[Items from a data source]
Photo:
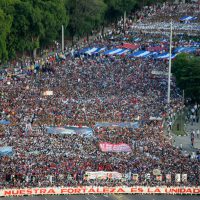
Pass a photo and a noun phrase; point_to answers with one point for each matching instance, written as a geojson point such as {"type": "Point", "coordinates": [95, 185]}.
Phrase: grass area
{"type": "Point", "coordinates": [178, 126]}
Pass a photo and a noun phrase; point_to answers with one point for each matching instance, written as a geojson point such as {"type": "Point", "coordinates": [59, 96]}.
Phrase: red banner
{"type": "Point", "coordinates": [101, 190]}
{"type": "Point", "coordinates": [109, 147]}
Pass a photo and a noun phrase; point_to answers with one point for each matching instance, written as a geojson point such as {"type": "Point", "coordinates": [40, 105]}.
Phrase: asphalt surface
{"type": "Point", "coordinates": [107, 197]}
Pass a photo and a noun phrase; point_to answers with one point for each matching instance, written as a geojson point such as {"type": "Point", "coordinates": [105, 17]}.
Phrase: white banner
{"type": "Point", "coordinates": [103, 175]}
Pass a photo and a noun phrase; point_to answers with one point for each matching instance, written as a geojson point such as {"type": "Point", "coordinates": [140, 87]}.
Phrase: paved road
{"type": "Point", "coordinates": [108, 197]}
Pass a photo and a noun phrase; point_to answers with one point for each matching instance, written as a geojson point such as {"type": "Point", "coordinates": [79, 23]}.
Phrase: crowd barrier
{"type": "Point", "coordinates": [100, 190]}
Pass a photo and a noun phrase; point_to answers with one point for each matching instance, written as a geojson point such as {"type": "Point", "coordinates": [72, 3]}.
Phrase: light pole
{"type": "Point", "coordinates": [63, 38]}
{"type": "Point", "coordinates": [170, 65]}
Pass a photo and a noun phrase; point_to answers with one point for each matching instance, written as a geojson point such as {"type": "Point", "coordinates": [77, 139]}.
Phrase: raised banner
{"type": "Point", "coordinates": [132, 125]}
{"type": "Point", "coordinates": [103, 175]}
{"type": "Point", "coordinates": [100, 190]}
{"type": "Point", "coordinates": [70, 130]}
{"type": "Point", "coordinates": [109, 147]}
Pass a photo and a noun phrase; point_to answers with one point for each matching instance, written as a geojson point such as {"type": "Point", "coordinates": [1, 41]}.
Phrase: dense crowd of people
{"type": "Point", "coordinates": [86, 90]}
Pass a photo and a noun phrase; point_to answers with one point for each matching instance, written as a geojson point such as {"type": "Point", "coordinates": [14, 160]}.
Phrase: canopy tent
{"type": "Point", "coordinates": [123, 51]}
{"type": "Point", "coordinates": [141, 53]}
{"type": "Point", "coordinates": [185, 49]}
{"type": "Point", "coordinates": [82, 51]}
{"type": "Point", "coordinates": [95, 50]}
{"type": "Point", "coordinates": [155, 49]}
{"type": "Point", "coordinates": [129, 46]}
{"type": "Point", "coordinates": [112, 51]}
{"type": "Point", "coordinates": [165, 56]}
{"type": "Point", "coordinates": [188, 18]}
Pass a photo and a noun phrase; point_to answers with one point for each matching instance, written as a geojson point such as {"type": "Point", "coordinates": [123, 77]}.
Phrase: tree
{"type": "Point", "coordinates": [116, 8]}
{"type": "Point", "coordinates": [36, 23]}
{"type": "Point", "coordinates": [186, 69]}
{"type": "Point", "coordinates": [85, 15]}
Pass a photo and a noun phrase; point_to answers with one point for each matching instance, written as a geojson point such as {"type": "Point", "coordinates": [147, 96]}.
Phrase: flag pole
{"type": "Point", "coordinates": [170, 66]}
{"type": "Point", "coordinates": [62, 38]}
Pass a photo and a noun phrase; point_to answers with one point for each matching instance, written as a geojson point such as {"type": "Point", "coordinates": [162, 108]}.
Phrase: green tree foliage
{"type": "Point", "coordinates": [84, 16]}
{"type": "Point", "coordinates": [35, 23]}
{"type": "Point", "coordinates": [116, 8]}
{"type": "Point", "coordinates": [186, 69]}
{"type": "Point", "coordinates": [26, 25]}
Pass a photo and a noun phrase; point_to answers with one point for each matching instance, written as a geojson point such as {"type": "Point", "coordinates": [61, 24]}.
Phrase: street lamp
{"type": "Point", "coordinates": [170, 65]}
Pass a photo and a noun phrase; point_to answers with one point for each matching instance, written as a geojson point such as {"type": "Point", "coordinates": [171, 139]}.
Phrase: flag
{"type": "Point", "coordinates": [159, 177]}
{"type": "Point", "coordinates": [147, 176]}
{"type": "Point", "coordinates": [177, 178]}
{"type": "Point", "coordinates": [168, 178]}
{"type": "Point", "coordinates": [184, 177]}
{"type": "Point", "coordinates": [135, 177]}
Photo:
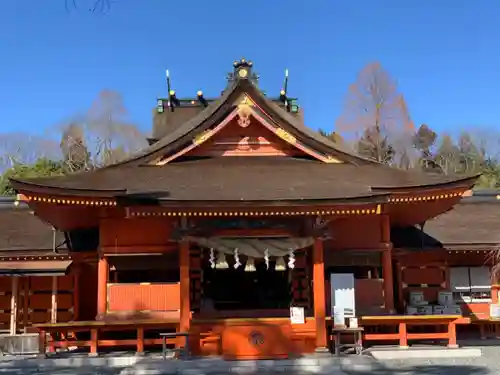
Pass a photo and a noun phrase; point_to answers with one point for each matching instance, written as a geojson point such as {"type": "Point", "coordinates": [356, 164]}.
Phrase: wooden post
{"type": "Point", "coordinates": [102, 286]}
{"type": "Point", "coordinates": [387, 264]}
{"type": "Point", "coordinates": [26, 301]}
{"type": "Point", "coordinates": [319, 295]}
{"type": "Point", "coordinates": [452, 334]}
{"type": "Point", "coordinates": [76, 292]}
{"type": "Point", "coordinates": [53, 308]}
{"type": "Point", "coordinates": [13, 305]}
{"type": "Point", "coordinates": [185, 318]}
{"type": "Point", "coordinates": [403, 336]}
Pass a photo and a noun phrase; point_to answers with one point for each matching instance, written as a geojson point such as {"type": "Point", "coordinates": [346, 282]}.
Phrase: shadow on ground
{"type": "Point", "coordinates": [423, 370]}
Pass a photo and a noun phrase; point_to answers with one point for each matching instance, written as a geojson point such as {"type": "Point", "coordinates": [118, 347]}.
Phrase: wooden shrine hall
{"type": "Point", "coordinates": [236, 212]}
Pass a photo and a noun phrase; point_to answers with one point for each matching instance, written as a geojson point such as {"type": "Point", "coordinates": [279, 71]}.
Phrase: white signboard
{"type": "Point", "coordinates": [297, 315]}
{"type": "Point", "coordinates": [342, 287]}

Task directions:
Extract every line of the material above that contains the word "crowd", and list those lines.

Task answer:
Phrase: crowd barrier
Phrase: dense crowd of people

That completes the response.